**What you need to do:** Copy the following lines exactly as they stand, covering every record from start to finish.

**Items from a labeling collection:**

..........

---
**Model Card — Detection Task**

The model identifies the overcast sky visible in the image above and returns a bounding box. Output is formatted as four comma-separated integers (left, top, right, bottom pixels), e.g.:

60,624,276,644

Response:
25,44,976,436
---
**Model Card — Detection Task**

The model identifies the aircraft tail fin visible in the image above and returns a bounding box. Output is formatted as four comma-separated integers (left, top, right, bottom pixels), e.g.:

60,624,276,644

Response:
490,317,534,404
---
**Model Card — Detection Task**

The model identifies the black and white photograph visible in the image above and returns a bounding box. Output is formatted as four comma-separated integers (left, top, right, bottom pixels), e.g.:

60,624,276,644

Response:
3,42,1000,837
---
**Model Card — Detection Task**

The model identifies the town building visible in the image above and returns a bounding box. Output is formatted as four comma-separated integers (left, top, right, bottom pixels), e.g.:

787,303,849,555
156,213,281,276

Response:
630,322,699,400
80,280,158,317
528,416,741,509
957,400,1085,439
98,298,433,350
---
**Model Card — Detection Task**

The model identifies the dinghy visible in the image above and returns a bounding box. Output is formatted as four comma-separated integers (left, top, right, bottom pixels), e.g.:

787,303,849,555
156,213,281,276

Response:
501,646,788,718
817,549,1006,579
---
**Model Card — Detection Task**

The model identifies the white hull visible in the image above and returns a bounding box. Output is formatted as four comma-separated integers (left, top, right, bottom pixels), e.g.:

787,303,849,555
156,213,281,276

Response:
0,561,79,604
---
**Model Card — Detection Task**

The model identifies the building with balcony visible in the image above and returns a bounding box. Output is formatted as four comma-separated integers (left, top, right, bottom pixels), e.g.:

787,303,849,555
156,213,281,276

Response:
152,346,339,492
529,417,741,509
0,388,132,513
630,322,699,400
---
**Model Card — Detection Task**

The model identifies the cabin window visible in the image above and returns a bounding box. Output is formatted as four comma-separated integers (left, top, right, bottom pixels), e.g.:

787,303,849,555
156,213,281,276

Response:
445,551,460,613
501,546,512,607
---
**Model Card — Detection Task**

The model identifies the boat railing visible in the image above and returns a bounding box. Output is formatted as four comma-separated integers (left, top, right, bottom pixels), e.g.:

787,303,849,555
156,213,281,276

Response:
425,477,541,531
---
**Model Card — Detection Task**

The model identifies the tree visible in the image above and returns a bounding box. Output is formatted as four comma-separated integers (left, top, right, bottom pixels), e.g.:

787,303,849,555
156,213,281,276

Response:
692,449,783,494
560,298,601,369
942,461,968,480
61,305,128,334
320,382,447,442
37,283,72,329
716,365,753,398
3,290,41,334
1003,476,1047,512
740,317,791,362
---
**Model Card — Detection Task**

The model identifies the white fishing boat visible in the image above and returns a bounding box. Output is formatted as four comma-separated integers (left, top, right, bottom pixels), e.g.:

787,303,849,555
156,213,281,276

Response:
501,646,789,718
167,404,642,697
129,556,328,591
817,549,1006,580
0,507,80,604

..........

**Result below:**
---
**Model Card — Detection Task**

The model identifies the overcast sky visible in the image above and returns a bounding box. Output is formatted as four comma-separated integers (left, top, right, bottom pixels), e.g.:

60,624,276,644

Response:
25,44,976,436
---
**Model Card — Detection Task**

The model identifies the aircraft tail fin visible in the image above and returns a bounding box. Output is formatted as four comma-separated integers (left, top, right, bottom pixels), e.g.:

60,624,276,644

Response:
490,317,534,404
---
**Model Card — Detection Task**

The model identifies the black and white photograph visible in the image above and returns a bounding box. Output is formatted as four comma-separated integers (left, top, right, bottom pixels), e.g.:

60,624,276,644

Response:
3,42,1000,837
---
**Model Card — Detection Task**

The model identifies the town building visible in the image above and returns a bounding box. Output is formatted as four comma-separated integers (left, top, right, bottom pixels), e.g.:

787,303,849,555
156,213,281,276

Response:
630,322,699,400
80,280,158,317
528,416,741,509
957,400,1085,439
98,298,433,350
---
**Model Card — Detection Task**

The model identifies the dinghy visible in the image above and returns a bounding box. Output is formatted as four comma-separated integers (left, top, right, bottom pixels), e.g.:

787,303,849,555
156,213,281,276

Response:
501,646,788,718
817,549,1006,579
---
**Model Card — Detection Task**

The model identifies the white hull visible in the image above and returns a bounding box. Output is formatted as four comma-separated integers (left, top, right, bottom pixels), e.g.:

787,303,849,555
156,213,281,276

Response:
0,561,79,604
---
**Model Card — Detection Task**

The model identifies the building with balcony visible in the image above and returns a bounding box. Output is formatted as four comma-separated integers (left, top, right, bottom pixels), e.g.:

787,303,849,555
156,213,281,276

Response:
152,346,339,492
529,417,741,509
0,388,132,513
630,322,699,400
---
**Model Card — Detection Task**

The model identifies the cabin window visible in the image above and returns a bounding box. Output is formatted as four comma-separated integers (left, top, right, bottom pixels), e.g.:

787,303,849,555
156,213,281,276

Response:
445,551,460,613
501,546,512,607
---
**Model Card — Detection Task**

The model identifies the boat railing visible in the image above and returns a bounding box. Output is formatted as four comma-separated integers (left, top, right, bottom pixels), e.g.:

787,303,849,555
156,213,281,276

Response:
425,477,541,531
---
**Model Card — Detection Task**

The model identifies the tree visible in the image above and returns a bounding box. Output is formatted as four comma-separated integers (left, top, right, bottom pixels), e.g.:

787,303,849,555
156,213,281,276

Response:
692,449,783,494
560,298,601,369
942,461,968,480
61,305,128,334
320,382,447,442
37,283,72,329
716,365,753,398
3,290,41,334
1003,476,1047,512
740,317,791,362
---
**Model Card — Detection Task**

The model identifies the white fishing boat visible in the image above and returns a bounding box. Output is formatted as four comma-separated integers (left, top, right, bottom pixels), e.g.:

787,303,849,555
156,213,281,276

Response:
501,646,789,718
167,404,642,697
129,556,328,591
817,549,1006,580
0,507,80,604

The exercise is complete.